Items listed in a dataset

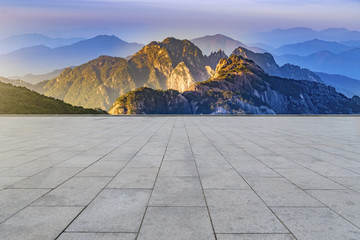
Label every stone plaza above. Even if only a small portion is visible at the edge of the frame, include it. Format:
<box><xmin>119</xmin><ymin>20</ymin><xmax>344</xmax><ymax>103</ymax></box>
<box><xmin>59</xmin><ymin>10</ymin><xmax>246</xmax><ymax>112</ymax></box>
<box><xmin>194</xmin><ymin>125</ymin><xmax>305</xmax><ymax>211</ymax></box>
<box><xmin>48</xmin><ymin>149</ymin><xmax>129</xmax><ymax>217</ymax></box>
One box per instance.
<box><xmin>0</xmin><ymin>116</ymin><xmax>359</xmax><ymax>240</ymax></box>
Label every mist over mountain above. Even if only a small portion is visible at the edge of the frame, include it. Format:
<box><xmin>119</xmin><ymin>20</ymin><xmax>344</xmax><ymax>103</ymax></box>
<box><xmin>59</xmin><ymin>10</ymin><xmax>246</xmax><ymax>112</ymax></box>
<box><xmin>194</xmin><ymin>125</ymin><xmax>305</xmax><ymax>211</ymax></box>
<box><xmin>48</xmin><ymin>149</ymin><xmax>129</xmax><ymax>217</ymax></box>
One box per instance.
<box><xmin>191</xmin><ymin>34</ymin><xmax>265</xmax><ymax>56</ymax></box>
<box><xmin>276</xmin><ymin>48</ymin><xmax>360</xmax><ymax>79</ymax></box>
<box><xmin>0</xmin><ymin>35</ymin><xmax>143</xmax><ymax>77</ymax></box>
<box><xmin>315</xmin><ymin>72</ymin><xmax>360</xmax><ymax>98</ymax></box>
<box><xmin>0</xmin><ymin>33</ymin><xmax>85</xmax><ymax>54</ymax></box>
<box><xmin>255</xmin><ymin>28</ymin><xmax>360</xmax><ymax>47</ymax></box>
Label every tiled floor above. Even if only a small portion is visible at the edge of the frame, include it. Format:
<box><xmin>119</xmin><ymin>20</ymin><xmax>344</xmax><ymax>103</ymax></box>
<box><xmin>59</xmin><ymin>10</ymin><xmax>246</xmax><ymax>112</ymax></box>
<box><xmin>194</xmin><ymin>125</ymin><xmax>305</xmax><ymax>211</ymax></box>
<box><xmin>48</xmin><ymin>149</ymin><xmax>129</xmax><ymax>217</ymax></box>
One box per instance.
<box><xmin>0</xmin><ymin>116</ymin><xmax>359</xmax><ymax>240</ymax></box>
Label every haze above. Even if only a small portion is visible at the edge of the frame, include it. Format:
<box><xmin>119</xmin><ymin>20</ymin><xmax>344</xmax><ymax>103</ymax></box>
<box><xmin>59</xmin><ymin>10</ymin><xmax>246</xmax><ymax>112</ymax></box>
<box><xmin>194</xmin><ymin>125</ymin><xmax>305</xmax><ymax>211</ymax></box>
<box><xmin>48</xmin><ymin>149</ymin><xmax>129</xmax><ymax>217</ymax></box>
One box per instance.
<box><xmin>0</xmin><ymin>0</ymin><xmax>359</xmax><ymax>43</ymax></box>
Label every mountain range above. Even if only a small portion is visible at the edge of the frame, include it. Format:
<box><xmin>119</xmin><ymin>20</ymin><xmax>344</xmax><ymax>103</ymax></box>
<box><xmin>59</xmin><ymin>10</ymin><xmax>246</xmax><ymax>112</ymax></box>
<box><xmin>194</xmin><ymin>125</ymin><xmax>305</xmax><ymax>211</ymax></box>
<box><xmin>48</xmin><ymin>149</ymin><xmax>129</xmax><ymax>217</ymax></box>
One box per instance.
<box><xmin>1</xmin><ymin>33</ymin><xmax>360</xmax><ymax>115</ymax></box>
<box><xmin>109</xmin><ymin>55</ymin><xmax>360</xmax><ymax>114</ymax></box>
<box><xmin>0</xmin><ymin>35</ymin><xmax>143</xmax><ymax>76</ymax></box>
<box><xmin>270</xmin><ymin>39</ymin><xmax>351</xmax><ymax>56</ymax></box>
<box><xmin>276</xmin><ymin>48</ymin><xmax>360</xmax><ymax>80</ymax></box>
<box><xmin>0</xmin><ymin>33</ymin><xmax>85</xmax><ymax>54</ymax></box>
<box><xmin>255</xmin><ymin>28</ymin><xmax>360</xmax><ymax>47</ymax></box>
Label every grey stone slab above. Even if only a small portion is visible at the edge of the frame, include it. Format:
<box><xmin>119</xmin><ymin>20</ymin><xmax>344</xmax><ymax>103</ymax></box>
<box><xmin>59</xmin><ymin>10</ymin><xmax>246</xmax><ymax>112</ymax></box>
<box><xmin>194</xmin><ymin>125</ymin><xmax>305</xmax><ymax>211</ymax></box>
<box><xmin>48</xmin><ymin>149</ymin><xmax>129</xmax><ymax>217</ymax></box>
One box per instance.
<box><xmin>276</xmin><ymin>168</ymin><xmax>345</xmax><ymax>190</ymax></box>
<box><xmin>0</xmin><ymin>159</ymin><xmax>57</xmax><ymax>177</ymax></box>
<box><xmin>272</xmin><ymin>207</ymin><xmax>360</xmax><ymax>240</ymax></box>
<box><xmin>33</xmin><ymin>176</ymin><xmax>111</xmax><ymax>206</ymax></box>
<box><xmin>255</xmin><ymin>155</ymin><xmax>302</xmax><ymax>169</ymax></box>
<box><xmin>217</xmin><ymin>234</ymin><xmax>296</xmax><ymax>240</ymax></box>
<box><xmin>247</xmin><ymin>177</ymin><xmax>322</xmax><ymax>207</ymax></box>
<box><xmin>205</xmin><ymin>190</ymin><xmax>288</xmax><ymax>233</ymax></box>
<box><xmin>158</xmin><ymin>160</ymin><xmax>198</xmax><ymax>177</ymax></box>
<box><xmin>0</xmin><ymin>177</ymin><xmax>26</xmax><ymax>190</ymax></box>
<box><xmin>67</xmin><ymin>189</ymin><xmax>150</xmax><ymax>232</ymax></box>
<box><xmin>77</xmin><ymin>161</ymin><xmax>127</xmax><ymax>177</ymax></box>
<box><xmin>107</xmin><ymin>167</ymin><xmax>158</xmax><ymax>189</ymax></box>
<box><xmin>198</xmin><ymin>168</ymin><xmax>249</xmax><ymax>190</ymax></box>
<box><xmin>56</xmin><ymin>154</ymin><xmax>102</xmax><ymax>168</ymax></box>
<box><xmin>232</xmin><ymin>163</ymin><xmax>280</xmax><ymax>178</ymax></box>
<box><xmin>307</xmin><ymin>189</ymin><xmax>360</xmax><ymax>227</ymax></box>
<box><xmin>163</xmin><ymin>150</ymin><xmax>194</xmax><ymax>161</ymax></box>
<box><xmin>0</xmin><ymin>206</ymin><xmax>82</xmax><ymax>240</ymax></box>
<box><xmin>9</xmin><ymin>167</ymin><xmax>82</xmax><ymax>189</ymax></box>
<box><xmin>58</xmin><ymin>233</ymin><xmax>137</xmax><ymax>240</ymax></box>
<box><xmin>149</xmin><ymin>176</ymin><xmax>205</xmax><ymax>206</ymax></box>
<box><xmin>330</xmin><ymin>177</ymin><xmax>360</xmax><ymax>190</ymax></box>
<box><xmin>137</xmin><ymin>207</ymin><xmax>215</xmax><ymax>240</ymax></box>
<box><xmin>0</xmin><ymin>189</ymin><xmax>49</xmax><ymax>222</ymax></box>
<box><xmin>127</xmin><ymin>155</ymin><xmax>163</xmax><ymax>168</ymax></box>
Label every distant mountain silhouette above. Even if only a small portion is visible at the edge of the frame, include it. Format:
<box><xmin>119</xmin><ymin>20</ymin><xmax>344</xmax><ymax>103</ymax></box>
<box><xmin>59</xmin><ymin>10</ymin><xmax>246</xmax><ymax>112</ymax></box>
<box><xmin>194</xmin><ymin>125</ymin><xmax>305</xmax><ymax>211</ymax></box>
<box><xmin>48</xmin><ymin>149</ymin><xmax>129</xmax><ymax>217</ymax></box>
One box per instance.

### EXERCISE DETAILS
Wherever a line in the records contains the word "visible", copy that line.

### YOUR SOLUTION
Label every stone plaza above. Even if only a small portion is visible at the edge of the frame, include it. Format:
Label every mist over mountain above. Even if only a small portion is visible at the edge of the frame, include it. Format:
Label every tiled floor above. Even if only a small portion is visible at the edge of the frame, include it. Format:
Label every haze above. Even if only a small portion is visible at the edge of the frame, include it. Format:
Label every mountain range above. Even if only a small portion is visible at the edge of the frame, include it. Format:
Label every grey stone slab above. Even if only a small portion is visible at the edge of the frame, include it. Format:
Label every distant mountain silhouette above. Even if only a small portion is visible at the edge of the frame, include it. Format:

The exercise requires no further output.